SOURCE TEXT
################
Etymology — The specific epithet honours Friedrich Karl Meyer (1926–2012), who dedicated part of his life to the study of the genus Malpighia.
Discussion of morphological characters — The most outstanding character of the species of Malpighia occurring in Cuba is the presence of sharp stinging T-shaped hairs or bristles, “Spindelstechhaare” in the terminology of Meyer (2000). In Cuba only three taxa are almost glabrous or have short and thin hairs, M. emarginata DC., M. glabra L. and M. verrulosa subsp. antillana (Vivaldi) F. K. Mey., which are the taxa most similar to the new species described here.
Meyer saw a specimen of the new species (HFC 86489, JE) and identified it in February 2011 as Malpighia emarginata, which is cultivated in Cuba; it can be found in abandoned orchards or rarely growing spontaneously near towns. Malpighia emarginata is often cursorily identified by the short shoots bearing closely spaced paired leaves as well as shoots with longer internodes. Fig. 1 shows that this leaf arrangement is also found in M. meyeriana, which may have led Meyer to assign the cited specimen to M. emarginata (C. Anderson, pers. comm.). Malpighia emarginata has leaves slightly larger than those of M. meyeriana, and the leaf margin of M. emarginata is glabrous or bears hairs shorter than in M. meyeriana. Plants of M. emarginata usually have inflorescences with more than 2 flowers, whereas M. meyeriana has only 2-flowered inflorescences. The pyrenes of M. emarginata are larger than those of M. meyeriana (Fig. 2D).
################
GIVEN INFORMATION
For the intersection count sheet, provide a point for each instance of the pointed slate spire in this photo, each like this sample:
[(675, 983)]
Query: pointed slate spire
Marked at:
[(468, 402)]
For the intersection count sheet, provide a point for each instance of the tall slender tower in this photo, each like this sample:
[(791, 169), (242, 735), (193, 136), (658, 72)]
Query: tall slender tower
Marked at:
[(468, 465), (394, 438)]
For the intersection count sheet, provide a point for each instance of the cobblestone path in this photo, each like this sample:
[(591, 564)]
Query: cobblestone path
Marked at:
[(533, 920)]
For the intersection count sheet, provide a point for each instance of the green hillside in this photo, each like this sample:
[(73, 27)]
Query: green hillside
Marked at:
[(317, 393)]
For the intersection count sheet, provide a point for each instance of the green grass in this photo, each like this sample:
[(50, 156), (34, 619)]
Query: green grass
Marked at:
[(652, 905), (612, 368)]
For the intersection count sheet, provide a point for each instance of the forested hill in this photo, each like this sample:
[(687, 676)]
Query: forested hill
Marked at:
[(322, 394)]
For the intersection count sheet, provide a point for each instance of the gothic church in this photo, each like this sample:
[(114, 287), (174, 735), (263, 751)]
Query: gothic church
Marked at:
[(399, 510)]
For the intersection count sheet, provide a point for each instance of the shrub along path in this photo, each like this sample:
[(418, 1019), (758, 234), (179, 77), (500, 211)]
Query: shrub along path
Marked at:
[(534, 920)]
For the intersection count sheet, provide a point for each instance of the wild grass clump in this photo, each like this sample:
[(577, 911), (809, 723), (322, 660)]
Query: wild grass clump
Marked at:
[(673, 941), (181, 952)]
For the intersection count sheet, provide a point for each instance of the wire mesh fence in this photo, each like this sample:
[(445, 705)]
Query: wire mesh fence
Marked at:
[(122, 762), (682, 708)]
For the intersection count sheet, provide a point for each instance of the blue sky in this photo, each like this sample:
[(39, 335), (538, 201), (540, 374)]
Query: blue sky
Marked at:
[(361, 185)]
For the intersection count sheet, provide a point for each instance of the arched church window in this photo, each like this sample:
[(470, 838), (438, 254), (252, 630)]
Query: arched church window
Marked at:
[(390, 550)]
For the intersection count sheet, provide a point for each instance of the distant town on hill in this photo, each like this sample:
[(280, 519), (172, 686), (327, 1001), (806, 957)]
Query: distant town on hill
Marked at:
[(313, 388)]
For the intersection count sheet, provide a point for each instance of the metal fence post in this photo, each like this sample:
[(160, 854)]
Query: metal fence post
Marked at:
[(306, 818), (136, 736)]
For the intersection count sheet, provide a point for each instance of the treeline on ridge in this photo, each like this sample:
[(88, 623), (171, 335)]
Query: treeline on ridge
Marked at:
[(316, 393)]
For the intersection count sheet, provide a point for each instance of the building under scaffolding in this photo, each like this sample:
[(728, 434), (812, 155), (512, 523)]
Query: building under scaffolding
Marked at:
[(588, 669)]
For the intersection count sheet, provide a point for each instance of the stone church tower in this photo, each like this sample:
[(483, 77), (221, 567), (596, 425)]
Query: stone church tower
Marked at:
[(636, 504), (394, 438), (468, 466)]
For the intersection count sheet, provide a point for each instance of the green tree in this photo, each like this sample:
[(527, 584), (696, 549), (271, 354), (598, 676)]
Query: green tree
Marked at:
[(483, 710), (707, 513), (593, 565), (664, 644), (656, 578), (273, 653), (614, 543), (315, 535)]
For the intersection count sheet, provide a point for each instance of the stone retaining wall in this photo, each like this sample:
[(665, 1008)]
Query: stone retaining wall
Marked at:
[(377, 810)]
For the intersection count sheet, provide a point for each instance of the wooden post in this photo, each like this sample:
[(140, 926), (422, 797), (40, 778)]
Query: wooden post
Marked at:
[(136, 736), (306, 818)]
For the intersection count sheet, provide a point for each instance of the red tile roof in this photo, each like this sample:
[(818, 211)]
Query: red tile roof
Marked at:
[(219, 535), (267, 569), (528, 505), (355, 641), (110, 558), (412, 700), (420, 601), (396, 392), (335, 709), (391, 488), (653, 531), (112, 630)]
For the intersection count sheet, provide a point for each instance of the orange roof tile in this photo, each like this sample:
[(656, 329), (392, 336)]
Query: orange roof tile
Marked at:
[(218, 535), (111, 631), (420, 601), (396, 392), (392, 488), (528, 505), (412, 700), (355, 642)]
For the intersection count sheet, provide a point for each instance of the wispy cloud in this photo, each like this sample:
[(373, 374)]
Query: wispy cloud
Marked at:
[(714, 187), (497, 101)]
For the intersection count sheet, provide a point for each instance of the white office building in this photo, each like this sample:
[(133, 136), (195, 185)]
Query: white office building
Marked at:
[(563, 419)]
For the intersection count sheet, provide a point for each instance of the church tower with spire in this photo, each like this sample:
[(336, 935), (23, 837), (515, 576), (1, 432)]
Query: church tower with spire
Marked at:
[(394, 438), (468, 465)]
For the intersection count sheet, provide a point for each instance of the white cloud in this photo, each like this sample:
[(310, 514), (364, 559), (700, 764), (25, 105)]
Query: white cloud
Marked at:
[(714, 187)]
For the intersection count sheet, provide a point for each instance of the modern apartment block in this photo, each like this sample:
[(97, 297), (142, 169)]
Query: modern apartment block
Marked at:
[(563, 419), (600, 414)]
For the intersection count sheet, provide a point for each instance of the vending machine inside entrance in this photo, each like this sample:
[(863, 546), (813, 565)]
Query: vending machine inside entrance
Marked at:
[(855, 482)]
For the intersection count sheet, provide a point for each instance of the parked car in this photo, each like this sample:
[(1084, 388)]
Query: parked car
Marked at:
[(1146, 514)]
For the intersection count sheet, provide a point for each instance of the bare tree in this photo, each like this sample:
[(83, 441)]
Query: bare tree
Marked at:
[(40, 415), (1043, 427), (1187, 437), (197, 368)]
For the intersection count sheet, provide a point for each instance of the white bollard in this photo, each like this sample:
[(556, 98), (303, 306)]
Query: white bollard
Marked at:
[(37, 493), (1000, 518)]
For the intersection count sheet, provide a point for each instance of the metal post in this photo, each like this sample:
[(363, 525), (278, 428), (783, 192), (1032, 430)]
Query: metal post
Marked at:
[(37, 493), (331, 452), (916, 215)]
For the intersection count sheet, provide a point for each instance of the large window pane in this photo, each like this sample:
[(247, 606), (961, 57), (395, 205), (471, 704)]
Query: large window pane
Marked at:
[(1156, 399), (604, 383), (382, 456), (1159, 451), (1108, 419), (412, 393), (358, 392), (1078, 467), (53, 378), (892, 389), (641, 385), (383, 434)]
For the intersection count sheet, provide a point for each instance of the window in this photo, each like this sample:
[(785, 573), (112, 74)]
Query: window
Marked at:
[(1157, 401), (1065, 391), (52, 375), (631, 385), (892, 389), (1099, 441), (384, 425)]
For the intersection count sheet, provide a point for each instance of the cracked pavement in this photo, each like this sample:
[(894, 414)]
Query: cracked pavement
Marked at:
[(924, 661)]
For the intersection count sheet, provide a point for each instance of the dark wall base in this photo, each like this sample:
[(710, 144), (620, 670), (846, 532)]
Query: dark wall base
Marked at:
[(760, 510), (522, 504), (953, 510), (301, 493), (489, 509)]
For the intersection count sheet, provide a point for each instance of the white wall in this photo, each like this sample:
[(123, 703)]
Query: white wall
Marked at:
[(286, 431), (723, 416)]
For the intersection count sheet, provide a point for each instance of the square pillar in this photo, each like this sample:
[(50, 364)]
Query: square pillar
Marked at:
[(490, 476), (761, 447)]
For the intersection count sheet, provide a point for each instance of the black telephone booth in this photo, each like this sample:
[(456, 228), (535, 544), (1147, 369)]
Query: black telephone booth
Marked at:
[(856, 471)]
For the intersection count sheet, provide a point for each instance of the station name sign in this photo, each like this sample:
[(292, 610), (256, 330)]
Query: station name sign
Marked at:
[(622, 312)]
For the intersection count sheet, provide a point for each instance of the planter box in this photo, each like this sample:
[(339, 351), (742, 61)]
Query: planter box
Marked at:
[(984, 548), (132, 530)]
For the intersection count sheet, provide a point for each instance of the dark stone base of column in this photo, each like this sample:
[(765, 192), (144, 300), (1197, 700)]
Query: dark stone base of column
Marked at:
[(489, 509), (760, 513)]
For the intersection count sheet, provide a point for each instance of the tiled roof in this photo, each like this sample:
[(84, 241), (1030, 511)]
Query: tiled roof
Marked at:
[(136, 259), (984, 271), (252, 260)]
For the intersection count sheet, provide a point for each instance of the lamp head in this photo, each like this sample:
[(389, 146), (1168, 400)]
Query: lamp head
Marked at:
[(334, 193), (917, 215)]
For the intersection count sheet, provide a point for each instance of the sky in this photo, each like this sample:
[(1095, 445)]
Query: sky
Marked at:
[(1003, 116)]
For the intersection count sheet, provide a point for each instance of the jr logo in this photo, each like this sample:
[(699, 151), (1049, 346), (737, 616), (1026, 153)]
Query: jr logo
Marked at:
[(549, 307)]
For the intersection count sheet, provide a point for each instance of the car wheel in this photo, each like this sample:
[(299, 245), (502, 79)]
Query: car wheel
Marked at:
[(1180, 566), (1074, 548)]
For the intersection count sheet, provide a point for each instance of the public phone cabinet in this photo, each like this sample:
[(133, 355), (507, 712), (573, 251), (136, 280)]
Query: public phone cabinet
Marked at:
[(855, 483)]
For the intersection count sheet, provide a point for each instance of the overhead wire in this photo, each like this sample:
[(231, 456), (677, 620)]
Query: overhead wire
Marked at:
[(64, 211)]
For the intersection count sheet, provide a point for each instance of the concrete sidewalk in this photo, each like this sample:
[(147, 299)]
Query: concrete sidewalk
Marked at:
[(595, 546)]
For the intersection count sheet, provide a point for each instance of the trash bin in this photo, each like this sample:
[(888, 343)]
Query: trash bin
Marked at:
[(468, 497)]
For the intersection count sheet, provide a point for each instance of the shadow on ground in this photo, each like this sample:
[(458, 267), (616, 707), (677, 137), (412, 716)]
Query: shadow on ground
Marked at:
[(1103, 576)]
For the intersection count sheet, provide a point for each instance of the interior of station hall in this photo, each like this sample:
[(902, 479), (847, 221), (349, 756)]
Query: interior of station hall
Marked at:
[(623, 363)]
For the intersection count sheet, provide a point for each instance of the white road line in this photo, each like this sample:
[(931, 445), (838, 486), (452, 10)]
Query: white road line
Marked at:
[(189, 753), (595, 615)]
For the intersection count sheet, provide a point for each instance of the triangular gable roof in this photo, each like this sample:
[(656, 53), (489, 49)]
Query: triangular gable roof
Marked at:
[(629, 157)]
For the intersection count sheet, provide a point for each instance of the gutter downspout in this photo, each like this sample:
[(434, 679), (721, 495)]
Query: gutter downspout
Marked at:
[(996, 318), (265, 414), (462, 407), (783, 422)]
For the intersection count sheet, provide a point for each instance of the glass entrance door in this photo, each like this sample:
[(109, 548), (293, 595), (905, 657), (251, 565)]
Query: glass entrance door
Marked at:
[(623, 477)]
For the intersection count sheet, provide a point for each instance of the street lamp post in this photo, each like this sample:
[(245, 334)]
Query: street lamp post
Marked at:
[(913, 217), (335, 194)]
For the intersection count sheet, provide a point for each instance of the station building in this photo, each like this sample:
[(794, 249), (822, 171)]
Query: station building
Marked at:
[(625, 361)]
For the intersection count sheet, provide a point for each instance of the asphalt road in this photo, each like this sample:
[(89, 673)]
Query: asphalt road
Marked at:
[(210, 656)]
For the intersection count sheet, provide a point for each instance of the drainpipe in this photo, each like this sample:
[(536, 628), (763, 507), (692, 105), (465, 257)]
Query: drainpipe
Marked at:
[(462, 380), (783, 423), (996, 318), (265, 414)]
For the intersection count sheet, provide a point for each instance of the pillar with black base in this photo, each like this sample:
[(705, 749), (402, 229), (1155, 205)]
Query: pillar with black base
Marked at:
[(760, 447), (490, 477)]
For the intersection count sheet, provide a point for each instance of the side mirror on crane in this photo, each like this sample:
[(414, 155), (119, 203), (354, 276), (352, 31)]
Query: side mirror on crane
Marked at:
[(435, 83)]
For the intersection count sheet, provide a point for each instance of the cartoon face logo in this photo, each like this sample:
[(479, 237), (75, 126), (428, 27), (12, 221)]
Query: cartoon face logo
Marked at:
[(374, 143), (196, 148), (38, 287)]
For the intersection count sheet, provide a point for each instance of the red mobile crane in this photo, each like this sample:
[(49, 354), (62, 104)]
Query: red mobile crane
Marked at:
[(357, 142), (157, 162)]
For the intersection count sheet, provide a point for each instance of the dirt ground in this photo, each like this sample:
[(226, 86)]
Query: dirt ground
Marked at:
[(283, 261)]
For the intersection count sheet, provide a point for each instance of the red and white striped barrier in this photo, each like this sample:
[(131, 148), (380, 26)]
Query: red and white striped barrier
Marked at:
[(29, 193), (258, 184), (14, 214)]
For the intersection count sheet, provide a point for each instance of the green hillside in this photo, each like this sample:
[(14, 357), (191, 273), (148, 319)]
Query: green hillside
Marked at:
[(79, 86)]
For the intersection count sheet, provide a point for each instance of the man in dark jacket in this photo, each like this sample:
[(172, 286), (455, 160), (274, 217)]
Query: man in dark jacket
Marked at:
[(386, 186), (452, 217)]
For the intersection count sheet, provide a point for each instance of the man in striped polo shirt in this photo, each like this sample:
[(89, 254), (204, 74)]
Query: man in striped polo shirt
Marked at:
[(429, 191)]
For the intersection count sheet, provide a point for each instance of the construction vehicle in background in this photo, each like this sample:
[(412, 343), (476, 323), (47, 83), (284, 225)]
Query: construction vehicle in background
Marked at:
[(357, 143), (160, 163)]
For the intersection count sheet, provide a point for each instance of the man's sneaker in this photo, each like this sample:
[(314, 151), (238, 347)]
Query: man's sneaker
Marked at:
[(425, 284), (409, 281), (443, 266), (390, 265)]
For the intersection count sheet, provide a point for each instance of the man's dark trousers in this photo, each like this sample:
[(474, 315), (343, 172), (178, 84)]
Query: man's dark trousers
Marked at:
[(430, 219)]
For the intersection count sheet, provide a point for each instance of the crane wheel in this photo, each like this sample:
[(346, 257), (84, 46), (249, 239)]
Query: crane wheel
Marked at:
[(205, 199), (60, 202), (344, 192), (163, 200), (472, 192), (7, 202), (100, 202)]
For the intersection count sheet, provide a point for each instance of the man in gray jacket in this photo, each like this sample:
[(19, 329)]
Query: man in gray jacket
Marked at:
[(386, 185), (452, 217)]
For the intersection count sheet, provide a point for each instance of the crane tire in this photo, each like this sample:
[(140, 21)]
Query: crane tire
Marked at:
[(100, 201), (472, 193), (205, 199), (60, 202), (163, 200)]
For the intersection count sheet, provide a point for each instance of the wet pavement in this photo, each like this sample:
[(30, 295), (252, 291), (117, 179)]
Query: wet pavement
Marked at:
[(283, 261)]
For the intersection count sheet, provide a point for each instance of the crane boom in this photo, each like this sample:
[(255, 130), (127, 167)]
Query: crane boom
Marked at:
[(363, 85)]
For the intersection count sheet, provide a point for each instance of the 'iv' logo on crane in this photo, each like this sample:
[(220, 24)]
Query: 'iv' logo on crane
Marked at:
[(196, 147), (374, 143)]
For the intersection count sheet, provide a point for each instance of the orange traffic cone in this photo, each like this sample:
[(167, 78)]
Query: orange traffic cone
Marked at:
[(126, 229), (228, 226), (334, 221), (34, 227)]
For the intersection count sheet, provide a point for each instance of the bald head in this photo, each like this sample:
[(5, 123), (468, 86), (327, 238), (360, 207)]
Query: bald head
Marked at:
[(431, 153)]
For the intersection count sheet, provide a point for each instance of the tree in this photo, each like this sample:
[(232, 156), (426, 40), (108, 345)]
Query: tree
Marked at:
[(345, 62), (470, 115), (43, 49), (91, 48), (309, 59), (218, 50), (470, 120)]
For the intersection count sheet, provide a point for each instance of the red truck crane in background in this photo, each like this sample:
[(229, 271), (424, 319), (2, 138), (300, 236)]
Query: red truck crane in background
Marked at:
################
REQUIRED ACTION
How does the passage on Malpighia meyeriana go on? Write its next part, starting after its last sentence.

TASK OUTPUT
Malpighia glabra differs from the new species by its almost glabrous leaves, which have short and thin hairs only when they are very young. The leaf blade apex in M. glabra is mostly acute, but in M. meyeriana it is mostly obtuse, rounded, sometimes emarginate and commonly mucronulate. The inflorescence of M. glabra has more flowers [(2 or)3-5(or 6)-flowered] than that of M. meyeriana [2-flowered].
The separation of Malpighia meyeriana and M. verruculosa subsp. antillana is more obvious, since among the species of Malpighia occurring in Cuba, M. verruculosa subsp. antillana is the only taxon in which the fruit splits into three carpels. In M. meyeriana the fruit is globose, as in M. emarginata and M. glabra.
Additional specimens seen — Cuba: Provincia de Holguín: Municipio de Mayarí, Vuelta Larga, en un parche de matorral que se encuentra en una zona de pastos propiedad de Tico Pérez, 20 Oct 2010 (fruits), P. A. González Gutiérrez HFC 86489 (B, HAJB, JE); Municipio de Gibara, Rancho Bravo (cultivated), 18 Sep 2011 (fruits), P. A. González Gutiérrez HFC 87223 (HAJB).
I am grateful to William R. Anderson and Christiane Anderson for their support and for their comments on Malpighia and other Malpighiaceae during the last eight years. The International Association for Plant Taxonomy (IAPT) in 2014 supported my field expeditions in Cuba with the objective to study Cuban Malpighia and Byrsonima. I thank the Verein der Freunde des Botanischen Gartens und Botanischen Museums Berlin-Dahlem e.V. for its support during my extended visits at the Botanic Garden and Botanical Museum Berlin during the last five years. The comments and suggestions offered by Christiane Anderson and two other, anonymous reviewers as well as by Nicholas Turland, editor, improved the manuscript. I also express my gratitude to my wife Zaharaí and my children Sandra and Carlitos, for their companionship during my field trips and their everyday support.